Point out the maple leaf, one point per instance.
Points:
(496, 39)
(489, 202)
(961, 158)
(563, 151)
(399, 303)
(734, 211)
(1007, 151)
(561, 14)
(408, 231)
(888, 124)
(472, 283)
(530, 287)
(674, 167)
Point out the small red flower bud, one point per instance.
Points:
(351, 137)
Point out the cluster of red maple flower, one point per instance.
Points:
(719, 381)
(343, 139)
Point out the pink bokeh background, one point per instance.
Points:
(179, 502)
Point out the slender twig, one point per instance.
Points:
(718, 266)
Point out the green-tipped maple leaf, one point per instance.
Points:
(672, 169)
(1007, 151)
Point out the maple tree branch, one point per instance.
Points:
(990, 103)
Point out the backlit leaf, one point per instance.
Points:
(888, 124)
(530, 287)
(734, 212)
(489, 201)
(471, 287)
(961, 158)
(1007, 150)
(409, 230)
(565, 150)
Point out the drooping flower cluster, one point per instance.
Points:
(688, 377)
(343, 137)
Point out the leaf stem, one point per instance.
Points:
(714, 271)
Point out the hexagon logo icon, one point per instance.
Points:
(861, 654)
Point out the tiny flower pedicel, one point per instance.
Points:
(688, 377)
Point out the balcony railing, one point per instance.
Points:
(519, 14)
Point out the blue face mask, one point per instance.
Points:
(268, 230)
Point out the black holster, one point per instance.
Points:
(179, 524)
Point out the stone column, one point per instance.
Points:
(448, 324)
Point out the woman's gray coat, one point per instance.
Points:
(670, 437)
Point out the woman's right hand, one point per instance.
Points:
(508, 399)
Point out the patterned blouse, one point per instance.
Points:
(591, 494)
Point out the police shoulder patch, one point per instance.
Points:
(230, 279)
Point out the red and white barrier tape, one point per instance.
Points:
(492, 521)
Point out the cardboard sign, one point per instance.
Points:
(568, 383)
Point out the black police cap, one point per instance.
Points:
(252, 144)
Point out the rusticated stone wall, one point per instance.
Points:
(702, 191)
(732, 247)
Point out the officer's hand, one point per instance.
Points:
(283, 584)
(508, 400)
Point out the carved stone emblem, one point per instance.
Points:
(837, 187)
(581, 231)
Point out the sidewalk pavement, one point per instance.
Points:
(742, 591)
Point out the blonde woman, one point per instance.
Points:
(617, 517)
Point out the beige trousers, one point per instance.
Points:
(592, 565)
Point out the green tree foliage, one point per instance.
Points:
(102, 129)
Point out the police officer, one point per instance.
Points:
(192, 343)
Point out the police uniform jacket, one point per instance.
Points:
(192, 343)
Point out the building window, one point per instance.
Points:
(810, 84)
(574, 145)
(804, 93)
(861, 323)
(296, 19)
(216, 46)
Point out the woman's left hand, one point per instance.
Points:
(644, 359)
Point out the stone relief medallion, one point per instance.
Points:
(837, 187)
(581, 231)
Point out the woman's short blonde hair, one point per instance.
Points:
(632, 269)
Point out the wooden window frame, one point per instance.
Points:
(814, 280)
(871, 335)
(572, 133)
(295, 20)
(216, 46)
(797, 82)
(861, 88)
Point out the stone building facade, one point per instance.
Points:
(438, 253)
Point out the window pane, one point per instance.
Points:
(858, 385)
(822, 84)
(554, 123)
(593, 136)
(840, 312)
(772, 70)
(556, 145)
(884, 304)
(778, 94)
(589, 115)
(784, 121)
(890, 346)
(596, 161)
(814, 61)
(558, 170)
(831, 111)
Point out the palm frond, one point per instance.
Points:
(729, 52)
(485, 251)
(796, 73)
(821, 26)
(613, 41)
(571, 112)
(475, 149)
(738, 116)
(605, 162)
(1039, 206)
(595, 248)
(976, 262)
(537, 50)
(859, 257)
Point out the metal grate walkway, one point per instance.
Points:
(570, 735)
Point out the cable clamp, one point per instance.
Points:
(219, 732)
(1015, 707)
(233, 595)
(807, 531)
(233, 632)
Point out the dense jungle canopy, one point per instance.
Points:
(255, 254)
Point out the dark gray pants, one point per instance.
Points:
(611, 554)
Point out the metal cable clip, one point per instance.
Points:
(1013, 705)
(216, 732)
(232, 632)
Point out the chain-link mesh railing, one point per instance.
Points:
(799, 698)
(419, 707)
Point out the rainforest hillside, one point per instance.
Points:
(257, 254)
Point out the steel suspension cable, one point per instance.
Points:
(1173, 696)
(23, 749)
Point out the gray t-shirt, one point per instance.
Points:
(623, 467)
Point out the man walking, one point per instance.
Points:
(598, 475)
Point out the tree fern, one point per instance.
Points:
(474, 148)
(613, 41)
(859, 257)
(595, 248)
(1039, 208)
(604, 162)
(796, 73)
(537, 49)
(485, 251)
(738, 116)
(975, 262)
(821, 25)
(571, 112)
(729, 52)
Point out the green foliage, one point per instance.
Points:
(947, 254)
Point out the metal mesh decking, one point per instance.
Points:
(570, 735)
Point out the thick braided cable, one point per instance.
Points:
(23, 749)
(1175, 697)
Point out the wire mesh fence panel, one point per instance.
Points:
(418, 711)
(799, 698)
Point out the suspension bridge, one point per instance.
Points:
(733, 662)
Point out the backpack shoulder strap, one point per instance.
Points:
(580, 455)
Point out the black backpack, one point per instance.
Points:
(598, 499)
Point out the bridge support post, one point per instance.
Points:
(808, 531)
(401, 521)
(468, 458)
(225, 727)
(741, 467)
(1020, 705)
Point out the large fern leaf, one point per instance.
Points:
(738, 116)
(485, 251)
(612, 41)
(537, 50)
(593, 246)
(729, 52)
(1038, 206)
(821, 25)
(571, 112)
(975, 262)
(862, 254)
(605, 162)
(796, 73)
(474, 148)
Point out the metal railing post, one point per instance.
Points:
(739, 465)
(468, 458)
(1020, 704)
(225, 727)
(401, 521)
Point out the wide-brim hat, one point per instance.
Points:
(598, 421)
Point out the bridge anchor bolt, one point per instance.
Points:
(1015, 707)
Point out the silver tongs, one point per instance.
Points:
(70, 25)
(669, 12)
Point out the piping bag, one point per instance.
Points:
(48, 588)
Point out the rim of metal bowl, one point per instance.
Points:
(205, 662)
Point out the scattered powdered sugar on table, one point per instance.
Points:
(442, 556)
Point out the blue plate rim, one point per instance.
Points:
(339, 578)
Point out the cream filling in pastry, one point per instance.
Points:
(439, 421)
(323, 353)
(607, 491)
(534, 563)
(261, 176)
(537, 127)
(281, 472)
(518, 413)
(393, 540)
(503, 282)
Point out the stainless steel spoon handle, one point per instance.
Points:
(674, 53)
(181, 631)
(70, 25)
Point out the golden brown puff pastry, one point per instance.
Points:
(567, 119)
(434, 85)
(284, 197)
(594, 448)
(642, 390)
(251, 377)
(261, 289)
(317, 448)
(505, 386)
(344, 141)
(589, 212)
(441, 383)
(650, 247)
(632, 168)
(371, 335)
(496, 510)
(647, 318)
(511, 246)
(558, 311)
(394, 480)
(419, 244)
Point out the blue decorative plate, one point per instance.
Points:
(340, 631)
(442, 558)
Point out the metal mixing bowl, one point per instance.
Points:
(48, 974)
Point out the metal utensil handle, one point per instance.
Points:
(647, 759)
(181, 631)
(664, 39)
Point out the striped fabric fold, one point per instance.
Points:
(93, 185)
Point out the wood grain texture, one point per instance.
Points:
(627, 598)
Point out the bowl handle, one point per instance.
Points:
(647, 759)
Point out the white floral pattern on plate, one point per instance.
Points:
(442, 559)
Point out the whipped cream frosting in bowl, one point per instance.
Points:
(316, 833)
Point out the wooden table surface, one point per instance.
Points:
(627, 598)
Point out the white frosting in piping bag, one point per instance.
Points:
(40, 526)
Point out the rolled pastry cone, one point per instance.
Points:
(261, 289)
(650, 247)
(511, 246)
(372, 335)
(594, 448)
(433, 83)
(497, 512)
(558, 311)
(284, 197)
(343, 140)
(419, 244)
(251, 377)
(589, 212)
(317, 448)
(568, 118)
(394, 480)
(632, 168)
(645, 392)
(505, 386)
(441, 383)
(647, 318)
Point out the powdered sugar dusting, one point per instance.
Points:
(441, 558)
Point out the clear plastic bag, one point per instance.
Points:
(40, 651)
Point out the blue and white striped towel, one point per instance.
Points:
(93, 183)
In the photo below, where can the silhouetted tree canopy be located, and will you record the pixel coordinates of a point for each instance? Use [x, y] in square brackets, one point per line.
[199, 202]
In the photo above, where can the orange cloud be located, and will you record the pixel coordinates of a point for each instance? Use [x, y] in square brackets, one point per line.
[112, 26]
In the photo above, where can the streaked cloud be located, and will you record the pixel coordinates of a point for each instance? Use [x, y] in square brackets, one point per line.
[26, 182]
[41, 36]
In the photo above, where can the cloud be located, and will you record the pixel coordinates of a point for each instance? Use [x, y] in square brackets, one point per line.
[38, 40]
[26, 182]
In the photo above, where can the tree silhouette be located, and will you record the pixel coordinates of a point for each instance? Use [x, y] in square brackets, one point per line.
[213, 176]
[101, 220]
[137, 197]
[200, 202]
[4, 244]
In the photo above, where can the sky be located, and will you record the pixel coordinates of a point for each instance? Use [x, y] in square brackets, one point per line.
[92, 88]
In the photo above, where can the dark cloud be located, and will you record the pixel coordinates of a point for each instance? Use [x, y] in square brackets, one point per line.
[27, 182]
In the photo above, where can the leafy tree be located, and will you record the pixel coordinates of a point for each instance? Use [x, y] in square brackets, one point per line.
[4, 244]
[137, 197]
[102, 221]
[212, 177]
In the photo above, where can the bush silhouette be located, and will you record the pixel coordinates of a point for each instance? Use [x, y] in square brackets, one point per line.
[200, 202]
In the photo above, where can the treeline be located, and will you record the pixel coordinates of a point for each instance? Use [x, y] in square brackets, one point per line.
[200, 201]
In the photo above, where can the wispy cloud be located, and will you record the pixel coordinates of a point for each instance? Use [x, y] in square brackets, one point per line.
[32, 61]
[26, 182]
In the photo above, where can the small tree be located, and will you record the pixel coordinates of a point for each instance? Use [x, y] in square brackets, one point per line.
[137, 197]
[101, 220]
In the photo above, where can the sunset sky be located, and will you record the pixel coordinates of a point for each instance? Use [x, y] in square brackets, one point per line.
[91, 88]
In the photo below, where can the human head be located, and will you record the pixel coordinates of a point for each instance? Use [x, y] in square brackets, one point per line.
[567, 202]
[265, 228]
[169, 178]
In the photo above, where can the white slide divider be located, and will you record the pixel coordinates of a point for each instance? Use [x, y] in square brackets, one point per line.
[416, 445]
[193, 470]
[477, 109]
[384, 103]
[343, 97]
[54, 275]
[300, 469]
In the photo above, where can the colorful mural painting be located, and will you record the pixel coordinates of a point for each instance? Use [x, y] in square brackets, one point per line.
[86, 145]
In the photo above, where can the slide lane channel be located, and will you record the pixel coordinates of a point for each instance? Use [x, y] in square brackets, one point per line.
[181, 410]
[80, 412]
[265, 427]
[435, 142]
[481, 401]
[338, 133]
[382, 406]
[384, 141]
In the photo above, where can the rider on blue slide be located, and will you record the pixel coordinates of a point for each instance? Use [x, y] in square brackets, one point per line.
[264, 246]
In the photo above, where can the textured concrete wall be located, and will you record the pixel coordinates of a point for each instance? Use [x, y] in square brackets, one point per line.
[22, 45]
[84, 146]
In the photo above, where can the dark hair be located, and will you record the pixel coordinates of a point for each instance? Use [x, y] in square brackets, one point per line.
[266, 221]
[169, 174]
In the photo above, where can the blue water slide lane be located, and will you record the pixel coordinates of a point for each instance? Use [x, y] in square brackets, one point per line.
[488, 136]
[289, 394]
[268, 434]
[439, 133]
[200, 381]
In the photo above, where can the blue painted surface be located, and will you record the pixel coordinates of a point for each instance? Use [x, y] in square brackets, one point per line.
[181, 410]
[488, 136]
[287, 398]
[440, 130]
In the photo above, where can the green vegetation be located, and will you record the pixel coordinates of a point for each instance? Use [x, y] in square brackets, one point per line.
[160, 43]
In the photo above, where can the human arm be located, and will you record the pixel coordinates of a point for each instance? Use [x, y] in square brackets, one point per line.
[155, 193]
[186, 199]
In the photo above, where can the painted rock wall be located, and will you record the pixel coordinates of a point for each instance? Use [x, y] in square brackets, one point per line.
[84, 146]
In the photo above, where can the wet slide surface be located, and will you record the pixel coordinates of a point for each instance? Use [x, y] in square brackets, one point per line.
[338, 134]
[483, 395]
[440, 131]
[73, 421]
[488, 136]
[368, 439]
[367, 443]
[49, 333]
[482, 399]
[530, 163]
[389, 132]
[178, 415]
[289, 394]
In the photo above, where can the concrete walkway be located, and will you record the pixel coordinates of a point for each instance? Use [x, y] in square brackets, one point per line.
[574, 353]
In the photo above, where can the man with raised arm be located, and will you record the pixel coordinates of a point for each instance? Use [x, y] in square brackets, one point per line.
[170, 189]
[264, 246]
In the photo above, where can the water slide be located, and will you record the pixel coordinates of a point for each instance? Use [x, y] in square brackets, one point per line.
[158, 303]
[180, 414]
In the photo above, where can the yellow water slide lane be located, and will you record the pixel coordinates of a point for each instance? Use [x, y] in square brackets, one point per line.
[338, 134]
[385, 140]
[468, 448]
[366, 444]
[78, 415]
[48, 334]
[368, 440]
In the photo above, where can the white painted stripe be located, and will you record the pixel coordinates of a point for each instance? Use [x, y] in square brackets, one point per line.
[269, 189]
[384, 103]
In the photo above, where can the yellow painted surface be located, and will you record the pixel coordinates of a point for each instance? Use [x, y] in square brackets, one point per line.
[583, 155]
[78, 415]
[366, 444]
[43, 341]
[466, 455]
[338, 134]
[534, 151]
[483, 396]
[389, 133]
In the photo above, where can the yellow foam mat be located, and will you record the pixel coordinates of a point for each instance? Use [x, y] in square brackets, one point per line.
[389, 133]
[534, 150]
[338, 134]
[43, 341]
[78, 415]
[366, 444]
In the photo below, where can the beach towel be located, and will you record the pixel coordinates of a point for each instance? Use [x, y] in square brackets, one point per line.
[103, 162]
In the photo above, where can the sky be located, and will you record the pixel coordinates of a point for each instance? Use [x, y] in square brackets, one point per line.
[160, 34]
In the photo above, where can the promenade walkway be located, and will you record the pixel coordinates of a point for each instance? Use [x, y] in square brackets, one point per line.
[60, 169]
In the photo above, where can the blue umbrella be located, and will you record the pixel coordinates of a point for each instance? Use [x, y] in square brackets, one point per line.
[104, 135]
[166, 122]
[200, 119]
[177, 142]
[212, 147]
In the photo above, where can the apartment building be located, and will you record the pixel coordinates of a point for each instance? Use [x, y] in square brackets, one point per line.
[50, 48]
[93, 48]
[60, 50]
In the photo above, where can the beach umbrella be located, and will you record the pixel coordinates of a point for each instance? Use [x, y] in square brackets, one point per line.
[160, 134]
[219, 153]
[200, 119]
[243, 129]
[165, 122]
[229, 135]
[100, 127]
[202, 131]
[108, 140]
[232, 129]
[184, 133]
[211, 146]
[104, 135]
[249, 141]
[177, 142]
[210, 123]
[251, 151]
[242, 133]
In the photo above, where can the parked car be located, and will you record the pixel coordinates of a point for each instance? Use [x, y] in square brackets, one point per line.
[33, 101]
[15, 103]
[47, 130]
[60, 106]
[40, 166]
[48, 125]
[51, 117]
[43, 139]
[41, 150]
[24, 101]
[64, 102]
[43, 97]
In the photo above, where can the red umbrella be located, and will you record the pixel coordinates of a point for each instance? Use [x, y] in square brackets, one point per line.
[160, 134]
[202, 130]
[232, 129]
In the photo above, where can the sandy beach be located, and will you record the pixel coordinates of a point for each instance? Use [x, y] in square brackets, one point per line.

*****

▸ **TO BE DONE**: Repeat word for word the lines running from the line containing "In the photo above, where can the apartment" to the end of the entries above, inclusive.

▸ **SOLUTION TO THIS EXERCISE**:
In the photo above, where can the apartment building be located, and will you record the pixel coordinates of a point for each instance? Use [x, y] in square brackets, one point per line.
[50, 48]
[93, 48]
[60, 50]
In the photo above, where can the beach umbrella be located, and will you record the pixel coordinates of a point for each instance? Use [x, y] in square brackets, one point per line.
[160, 134]
[219, 153]
[200, 119]
[243, 129]
[165, 122]
[229, 135]
[100, 127]
[202, 131]
[108, 140]
[232, 129]
[184, 133]
[211, 146]
[104, 135]
[249, 141]
[177, 142]
[210, 123]
[251, 151]
[242, 133]
In the photo above, where can the parked car be located, and will you record the pixel coordinates of a point for each instance? Use [x, y] in square brackets, one point per line.
[33, 101]
[15, 103]
[47, 130]
[60, 106]
[40, 166]
[48, 125]
[51, 117]
[43, 139]
[41, 150]
[24, 101]
[64, 102]
[43, 97]
In the photo above, where can the red umbrella be located, and will you record the pixel coordinates of a point for each instance? Use [x, y] in square brackets, one point per line.
[160, 134]
[202, 130]
[232, 129]
In the photo above, where can the sandy beach be located, and will you record the pixel coordinates of a point for each instance? Use [x, y] in square brackets, one point per line.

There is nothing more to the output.